━━━━━ FRAGMENTO SELECCIONADO ━━━━━

Por Arturo Zárate Ruiz
Espero no escandalizar por no acordarme de los cursos en sí de muchos maestros míos. Quizás algún lector me comprenda: de lo que tengo memoria es de cómo percibí a mis profes, no de lo que justo dijeron en el salón de clase.
No es que no haya aprendido nada en la escuela. Creo que quedó algo. Pero no me acuerdo de lo que oí en cada clase en particular, ni de cuándo, ni de quién me lo enseñó. Y no es que sufra demencia senil, pues sí me acuerdo, y mucho, de cómo percibí a quienes me enseñaron.
De hecho, muchos compañeros míos de lo que se acuerdan también es del profe tal y del profe cual, no de su instrucción precisa.
No se nos olvidan los apodos. “El Punto y Coma” cojeaba. “La Polla” y “la Momia” lo eran por su semblante. “La Mamá de Caruso” no sólo cantaba, era vieja. “La Probeta” era alta, flaca y de profesión química. “El Chiquilín” era un gigantón de dos metros. “La Riata”, se llamaba Rita y destacaba por su severidad. Habían también unas hermanitas: eran “La Recta”, “La Curva”, y “La Mixta” por su constitución corporal. Incluso había el profe “Uuuuu” por sus pelos parados. Una maestra no podíamos describirla con apodos pues ninguno bastaba: era guapísima. Y sin tener apodo, otro nos caía mal porque se creía muy hermoso.

━━━━━ DATOS PROPORCIONADOS ━━━━━

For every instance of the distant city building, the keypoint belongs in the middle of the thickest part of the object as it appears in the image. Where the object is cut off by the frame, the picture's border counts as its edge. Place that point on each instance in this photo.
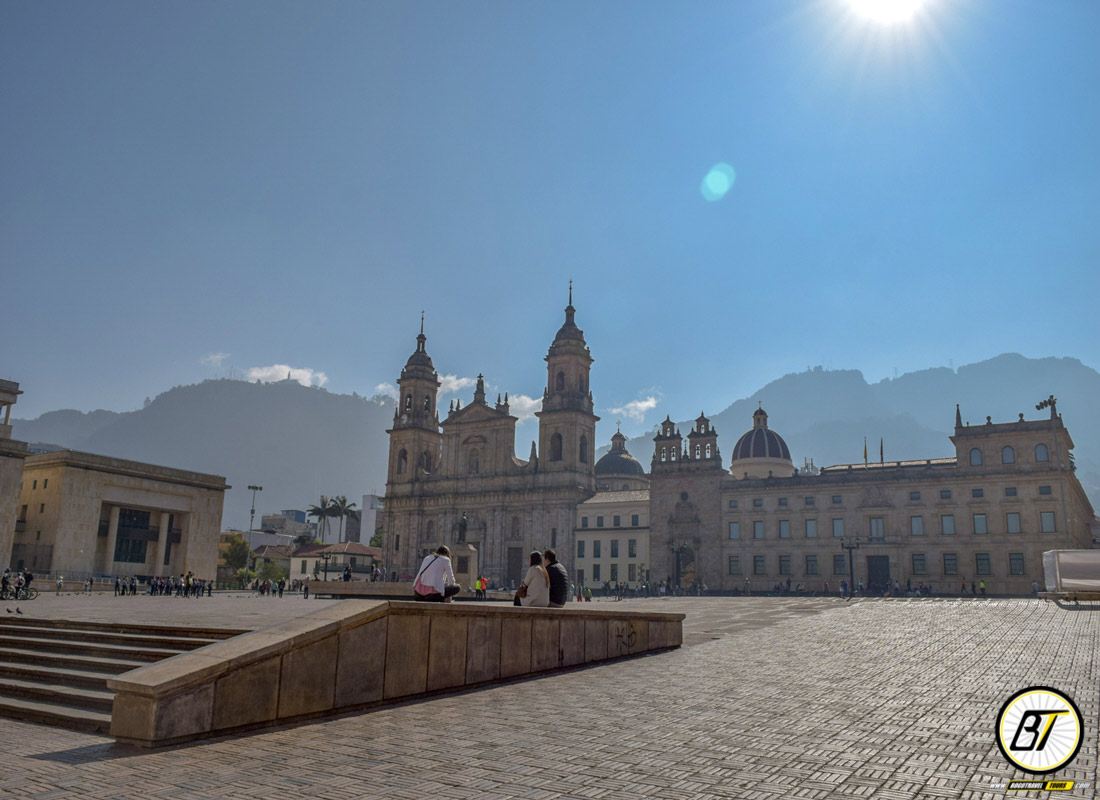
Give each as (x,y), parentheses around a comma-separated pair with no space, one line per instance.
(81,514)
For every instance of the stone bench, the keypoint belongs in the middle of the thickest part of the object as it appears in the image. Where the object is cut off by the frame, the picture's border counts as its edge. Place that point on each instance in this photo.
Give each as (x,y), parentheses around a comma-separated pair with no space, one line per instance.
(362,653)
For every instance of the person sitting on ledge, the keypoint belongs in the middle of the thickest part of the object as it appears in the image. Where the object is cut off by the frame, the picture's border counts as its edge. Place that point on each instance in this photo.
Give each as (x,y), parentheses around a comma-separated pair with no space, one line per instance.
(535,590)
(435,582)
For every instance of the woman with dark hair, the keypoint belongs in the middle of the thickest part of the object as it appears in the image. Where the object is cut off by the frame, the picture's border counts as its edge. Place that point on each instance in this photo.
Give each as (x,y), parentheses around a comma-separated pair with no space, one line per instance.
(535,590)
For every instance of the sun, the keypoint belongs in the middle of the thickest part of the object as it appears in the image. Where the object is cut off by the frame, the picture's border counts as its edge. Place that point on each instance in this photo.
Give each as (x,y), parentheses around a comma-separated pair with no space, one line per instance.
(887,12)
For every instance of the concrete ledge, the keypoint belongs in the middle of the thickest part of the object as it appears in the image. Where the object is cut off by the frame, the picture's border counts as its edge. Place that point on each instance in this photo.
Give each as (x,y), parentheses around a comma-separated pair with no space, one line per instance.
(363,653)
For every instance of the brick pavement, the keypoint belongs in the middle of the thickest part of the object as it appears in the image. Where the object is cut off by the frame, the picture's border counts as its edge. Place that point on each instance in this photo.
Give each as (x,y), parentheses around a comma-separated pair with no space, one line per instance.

━━━━━

*ENUNCIADO DEL EJERCICIO*:
Cambia el fragmento del texto sobre los maestros que va desde "No es que no" hasta "su instrucción precisa.", ambos incluidos, y reescríbelo con "condiscípulos" en lugar de "compañeros". Las entradas son un material independiente del texto sobre los maestros.

*EJERCICIO RESUELTO*:
No es que no haya aprendido nada en la escuela. Creo que quedó algo. Pero no me acuerdo de lo que oí en cada clase en particular, ni de cuándo, ni de quién me lo enseñó. Y no es que sufra demencia senil, pues sí me acuerdo, y mucho, de cómo percibí a quienes me enseñaron.
De hecho, muchos condiscípulos míos de lo que se acuerdan también es del profe tal y del profe cual, no de su instrucción precisa.